**GIVEN DATA:**
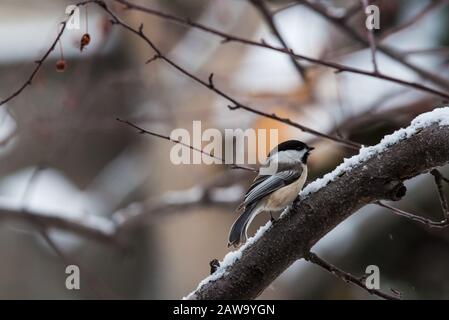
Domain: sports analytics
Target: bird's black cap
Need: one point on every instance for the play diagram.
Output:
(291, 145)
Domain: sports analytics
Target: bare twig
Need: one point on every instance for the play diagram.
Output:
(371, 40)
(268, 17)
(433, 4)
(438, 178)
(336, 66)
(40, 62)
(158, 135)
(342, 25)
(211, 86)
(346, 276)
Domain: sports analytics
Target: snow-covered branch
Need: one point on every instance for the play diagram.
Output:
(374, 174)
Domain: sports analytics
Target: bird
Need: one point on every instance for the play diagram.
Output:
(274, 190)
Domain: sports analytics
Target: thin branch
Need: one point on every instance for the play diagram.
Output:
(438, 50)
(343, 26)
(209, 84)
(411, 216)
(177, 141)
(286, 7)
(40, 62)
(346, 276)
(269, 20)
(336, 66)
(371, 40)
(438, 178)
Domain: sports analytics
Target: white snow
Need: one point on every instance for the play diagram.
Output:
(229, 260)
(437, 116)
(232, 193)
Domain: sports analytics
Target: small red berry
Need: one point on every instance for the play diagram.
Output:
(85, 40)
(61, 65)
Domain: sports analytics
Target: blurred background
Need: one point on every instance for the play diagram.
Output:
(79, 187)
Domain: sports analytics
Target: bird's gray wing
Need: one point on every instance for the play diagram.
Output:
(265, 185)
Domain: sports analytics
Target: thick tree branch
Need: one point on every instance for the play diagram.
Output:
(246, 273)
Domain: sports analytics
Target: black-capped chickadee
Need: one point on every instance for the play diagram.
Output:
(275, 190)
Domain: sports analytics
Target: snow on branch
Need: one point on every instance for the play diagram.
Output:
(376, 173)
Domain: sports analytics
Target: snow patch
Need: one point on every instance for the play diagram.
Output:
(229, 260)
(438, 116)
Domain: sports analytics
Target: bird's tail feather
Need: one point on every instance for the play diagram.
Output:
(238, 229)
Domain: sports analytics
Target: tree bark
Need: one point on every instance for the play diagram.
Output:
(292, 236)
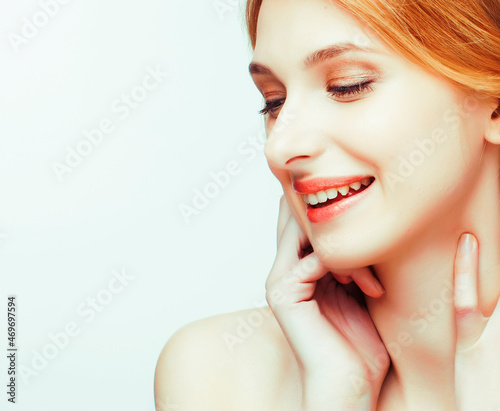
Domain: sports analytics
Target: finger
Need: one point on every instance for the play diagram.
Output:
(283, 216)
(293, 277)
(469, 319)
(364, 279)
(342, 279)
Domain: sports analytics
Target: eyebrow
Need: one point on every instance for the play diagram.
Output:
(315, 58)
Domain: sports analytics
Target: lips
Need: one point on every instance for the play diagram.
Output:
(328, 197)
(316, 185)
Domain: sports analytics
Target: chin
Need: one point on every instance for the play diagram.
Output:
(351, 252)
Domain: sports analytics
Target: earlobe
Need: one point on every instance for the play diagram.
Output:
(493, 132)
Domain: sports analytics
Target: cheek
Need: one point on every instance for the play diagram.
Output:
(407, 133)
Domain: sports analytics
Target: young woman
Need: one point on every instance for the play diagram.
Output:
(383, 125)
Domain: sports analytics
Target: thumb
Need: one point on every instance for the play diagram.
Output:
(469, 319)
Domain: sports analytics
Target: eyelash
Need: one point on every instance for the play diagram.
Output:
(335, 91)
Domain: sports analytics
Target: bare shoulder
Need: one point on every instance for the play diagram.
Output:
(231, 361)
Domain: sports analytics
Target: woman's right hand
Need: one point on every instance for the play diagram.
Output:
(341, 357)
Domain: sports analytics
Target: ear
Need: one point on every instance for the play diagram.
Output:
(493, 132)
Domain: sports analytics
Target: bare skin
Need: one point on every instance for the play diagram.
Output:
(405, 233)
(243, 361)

**STATED TASK:** Copy out the listing exactly as it stands, but not the pictures.

**RESULT OF THE EXERCISE:**
Domain: sports analytics
Target: bird's black cap
Need: one point on every instance for the play diagram.
Output:
(291, 145)
Domain: sports analytics
Target: bare twig
Need: one point on every instance for the play diagram.
Output:
(371, 40)
(268, 17)
(433, 4)
(438, 178)
(336, 66)
(40, 62)
(158, 135)
(342, 25)
(211, 86)
(346, 276)
Domain: sports analytics
Target: snow-covered branch
Need: one point on every instance for the play diagram.
Output:
(374, 174)
Domain: sports analytics
Target: bird
Need: one point on every instance for the play diagram.
Output:
(274, 190)
Domain: sports analytics
Target: thin branch
Need: one point on every instance for the play diagram.
Output:
(438, 50)
(343, 26)
(209, 84)
(411, 216)
(177, 141)
(286, 7)
(40, 62)
(346, 276)
(269, 20)
(336, 66)
(371, 40)
(438, 178)
Domain: sports analytics
Target: white snow
Need: one point on every instance for the play diagram.
Output:
(229, 260)
(437, 116)
(232, 193)
Domain: sports analytics
Target: small red berry
Need: one point on every instance for the play diagram.
Output:
(85, 40)
(61, 65)
Domain: sports analytics
Target: blurred background
Need: one point on every instance for the play diagram.
Output:
(79, 187)
Domain: sports analytics
Target: bird's gray wing
Need: one point on every instance for the play diagram.
Output:
(265, 185)
Domain: sports analytics
Target: thick tree branch
Need: one point on every instance for the play diagram.
Output:
(246, 273)
Domain: sports analytics
Target: black-capped chickadee
Need: one point on every instance for the play diagram.
Output:
(275, 190)
Domain: sports analytics
Target: snow on branch
Need: one point on every instance for the play diagram.
Output:
(376, 173)
Domain: sports analytics
Target: snow patch
Need: one point on every instance for the play diagram.
Output:
(229, 260)
(438, 116)
Domain: sports analytics
Target: bird's tail feather
Need: one point on every instance for the play diagram.
Output:
(238, 229)
Domain: sports analytics
Target: tree bark
Need: one point on every instance for the play diagram.
Output:
(292, 236)
Domain: sports analytics
Target: finger
Need: one point on every instance for the play diagram.
Output:
(283, 216)
(293, 277)
(469, 319)
(364, 279)
(342, 279)
Domain: sports analytics
Target: eyebrow
Need: one point on every instance for the play diagram.
Output:
(315, 58)
Domain: sports analytics
Target: lips
Need: one point on every instance for the play diagram.
Output:
(328, 197)
(316, 185)
Domain: sports analytics
Target: chin
Need: one point on every instance for the play diagram.
Output:
(351, 252)
Domain: sports analytics
Target: earlobe
Need: one point on every instance for the play diagram.
Output:
(493, 132)
Domain: sports analytics
Target: cheek
Need: one point on every instance for the play diagram.
Output:
(407, 133)
Domain: sports analytics
Target: young woman
Need: one point on every instance for the play diagram.
Output:
(383, 125)
Domain: sports analytics
Target: thumb
Need: one point on every instance for the play diagram.
Output:
(469, 319)
Domain: sports analytics
Target: eyelash
Need: one point on every instance for the play diagram.
Output:
(335, 91)
Domain: sports analytics
Target: bare shoulder
Need: one point on every instance for the play diagram.
Output:
(231, 361)
Domain: sports analytics
Target: woman's right hand
Need: one point on every instance for the play diagram.
Output:
(341, 357)
Domain: sports analytics
Target: ear
Need: one point on every instance for the play diagram.
Output:
(493, 132)
Domain: sports analytics
Target: bare skin
Need: one point on every instance for the play diagram.
Output:
(405, 233)
(243, 361)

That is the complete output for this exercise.